BEGIN Data
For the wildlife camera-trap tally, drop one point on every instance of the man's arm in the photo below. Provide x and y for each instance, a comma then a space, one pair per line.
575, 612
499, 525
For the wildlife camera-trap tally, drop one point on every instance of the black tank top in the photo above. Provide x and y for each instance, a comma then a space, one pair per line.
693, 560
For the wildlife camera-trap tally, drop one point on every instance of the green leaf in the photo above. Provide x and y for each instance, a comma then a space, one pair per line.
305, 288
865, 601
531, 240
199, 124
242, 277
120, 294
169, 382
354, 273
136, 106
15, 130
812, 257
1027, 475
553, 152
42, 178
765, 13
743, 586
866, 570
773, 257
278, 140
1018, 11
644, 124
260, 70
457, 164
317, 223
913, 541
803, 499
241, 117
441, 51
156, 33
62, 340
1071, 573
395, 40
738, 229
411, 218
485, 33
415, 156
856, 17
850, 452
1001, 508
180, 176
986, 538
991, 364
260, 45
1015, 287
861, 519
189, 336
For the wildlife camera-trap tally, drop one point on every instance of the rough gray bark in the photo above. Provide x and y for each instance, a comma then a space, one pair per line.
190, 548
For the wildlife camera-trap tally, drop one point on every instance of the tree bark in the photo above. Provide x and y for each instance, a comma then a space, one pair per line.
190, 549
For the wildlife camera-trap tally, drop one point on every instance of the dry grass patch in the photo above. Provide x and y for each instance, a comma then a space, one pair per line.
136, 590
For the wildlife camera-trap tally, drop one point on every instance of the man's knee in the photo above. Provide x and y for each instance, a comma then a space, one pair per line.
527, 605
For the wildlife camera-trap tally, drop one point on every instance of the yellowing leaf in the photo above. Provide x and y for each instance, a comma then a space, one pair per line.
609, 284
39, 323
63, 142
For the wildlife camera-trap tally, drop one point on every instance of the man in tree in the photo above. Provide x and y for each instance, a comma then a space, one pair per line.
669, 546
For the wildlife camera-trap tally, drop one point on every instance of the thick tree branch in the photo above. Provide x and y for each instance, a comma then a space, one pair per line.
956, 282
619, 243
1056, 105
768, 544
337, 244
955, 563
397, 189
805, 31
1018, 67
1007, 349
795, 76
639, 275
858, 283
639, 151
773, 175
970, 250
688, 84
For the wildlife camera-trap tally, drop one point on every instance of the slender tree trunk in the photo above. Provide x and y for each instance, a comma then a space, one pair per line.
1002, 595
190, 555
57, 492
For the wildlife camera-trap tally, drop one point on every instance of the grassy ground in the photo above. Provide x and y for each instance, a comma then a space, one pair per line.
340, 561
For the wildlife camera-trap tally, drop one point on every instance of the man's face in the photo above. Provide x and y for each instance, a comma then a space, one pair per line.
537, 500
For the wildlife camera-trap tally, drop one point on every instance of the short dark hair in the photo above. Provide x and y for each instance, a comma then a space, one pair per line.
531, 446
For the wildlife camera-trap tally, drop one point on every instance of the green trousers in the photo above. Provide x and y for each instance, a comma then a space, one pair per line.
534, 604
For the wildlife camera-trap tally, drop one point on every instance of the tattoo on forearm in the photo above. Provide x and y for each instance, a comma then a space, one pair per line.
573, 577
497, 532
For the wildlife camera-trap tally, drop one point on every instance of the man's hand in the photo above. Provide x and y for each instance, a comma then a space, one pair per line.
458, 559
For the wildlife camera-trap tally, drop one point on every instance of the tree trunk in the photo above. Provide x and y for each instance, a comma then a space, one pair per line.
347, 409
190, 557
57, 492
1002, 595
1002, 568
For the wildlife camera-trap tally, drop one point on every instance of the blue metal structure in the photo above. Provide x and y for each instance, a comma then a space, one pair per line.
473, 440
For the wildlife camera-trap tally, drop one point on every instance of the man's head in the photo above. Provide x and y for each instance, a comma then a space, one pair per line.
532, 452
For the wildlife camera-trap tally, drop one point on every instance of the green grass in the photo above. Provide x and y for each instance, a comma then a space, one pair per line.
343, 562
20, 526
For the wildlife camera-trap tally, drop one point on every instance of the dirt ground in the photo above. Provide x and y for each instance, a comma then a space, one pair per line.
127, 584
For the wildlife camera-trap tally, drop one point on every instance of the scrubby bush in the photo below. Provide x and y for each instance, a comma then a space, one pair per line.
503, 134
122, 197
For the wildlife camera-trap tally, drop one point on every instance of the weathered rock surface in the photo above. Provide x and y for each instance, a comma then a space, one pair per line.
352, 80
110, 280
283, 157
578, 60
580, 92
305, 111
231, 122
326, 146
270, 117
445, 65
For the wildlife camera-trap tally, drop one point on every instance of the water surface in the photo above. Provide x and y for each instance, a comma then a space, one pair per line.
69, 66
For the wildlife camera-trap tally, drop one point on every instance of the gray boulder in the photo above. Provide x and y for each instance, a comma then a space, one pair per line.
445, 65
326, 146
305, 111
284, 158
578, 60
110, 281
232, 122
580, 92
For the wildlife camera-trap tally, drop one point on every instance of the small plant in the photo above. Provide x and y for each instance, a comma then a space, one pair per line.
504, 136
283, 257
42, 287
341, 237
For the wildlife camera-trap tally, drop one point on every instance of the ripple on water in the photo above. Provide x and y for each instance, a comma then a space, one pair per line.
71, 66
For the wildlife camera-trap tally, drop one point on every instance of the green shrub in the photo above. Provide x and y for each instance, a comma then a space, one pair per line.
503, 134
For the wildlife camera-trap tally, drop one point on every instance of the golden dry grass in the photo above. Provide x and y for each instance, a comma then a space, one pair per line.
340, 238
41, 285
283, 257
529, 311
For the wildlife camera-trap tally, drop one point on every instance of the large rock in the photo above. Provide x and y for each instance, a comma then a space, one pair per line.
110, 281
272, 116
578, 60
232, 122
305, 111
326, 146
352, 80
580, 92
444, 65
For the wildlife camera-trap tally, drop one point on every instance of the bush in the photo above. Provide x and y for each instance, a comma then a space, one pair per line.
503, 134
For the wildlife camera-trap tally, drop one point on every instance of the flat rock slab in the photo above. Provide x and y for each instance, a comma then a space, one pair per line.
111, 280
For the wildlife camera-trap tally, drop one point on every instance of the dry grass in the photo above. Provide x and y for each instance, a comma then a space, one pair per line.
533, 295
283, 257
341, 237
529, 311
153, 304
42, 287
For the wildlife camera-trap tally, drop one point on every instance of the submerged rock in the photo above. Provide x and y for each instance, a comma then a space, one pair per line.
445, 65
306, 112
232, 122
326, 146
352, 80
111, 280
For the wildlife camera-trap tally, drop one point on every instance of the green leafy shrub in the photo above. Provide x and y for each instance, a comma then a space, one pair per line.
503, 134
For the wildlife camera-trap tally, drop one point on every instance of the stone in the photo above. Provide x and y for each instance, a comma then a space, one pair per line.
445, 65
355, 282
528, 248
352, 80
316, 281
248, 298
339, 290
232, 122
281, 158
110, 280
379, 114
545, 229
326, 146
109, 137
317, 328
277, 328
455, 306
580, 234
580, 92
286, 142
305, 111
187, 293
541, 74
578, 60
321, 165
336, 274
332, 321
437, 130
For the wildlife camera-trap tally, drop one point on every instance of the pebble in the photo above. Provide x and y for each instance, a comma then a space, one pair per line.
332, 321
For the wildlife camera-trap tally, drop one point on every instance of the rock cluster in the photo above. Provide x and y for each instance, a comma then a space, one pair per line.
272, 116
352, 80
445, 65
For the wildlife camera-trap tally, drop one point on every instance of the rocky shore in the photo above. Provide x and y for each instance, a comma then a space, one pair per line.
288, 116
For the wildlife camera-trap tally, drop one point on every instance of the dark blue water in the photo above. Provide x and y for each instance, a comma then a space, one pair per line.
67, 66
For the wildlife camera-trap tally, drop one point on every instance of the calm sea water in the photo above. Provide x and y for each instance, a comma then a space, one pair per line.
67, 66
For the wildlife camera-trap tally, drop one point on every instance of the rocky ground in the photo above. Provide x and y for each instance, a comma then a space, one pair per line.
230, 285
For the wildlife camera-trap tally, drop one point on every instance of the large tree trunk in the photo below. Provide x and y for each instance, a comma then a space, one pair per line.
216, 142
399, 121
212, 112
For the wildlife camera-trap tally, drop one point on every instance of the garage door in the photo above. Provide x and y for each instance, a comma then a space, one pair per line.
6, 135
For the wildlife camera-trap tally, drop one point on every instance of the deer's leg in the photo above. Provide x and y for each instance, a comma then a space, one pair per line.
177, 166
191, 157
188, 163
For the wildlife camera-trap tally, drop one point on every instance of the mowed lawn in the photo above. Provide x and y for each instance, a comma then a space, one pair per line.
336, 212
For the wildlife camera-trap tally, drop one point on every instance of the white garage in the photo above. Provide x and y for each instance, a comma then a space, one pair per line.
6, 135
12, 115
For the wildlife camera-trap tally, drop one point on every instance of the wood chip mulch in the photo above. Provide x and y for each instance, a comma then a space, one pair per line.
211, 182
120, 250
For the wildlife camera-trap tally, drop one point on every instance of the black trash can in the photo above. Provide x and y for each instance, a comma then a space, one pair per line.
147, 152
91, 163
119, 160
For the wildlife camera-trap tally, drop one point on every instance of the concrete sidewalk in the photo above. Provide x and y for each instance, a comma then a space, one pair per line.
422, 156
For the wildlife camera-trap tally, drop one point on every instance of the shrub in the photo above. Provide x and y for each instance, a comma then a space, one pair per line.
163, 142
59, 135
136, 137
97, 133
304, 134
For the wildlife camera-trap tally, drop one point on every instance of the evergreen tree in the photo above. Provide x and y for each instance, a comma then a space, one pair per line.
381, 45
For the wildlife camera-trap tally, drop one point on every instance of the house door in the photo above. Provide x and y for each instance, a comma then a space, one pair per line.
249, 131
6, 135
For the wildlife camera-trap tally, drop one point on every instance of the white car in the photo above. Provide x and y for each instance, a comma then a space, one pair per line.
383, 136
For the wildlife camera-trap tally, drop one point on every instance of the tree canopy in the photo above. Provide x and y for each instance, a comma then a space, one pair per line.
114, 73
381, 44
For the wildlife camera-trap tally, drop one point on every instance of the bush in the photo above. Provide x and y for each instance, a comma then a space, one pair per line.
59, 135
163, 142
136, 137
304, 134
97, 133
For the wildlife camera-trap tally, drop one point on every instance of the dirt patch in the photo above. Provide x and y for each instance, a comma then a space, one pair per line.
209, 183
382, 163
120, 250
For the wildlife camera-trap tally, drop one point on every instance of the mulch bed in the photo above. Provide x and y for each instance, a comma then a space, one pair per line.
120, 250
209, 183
END Data
The problem: Write out, word for word, all lines from the line that holds "the dirt patch" through the last line of the listing, with both end lines kept.

Result for this exercise:
For the wildlife camera-trap tally, drop one point on every instance of the dirt patch in the photo above. Provide x and y for each instance, a comma then a space, one pair per line.
209, 183
382, 163
120, 250
For the wildlife camera-trap tally, drop one point on every instance of the mulch bed in the photo above. Provide x and y for each instance, a comma then a space, one pair per line.
120, 250
209, 183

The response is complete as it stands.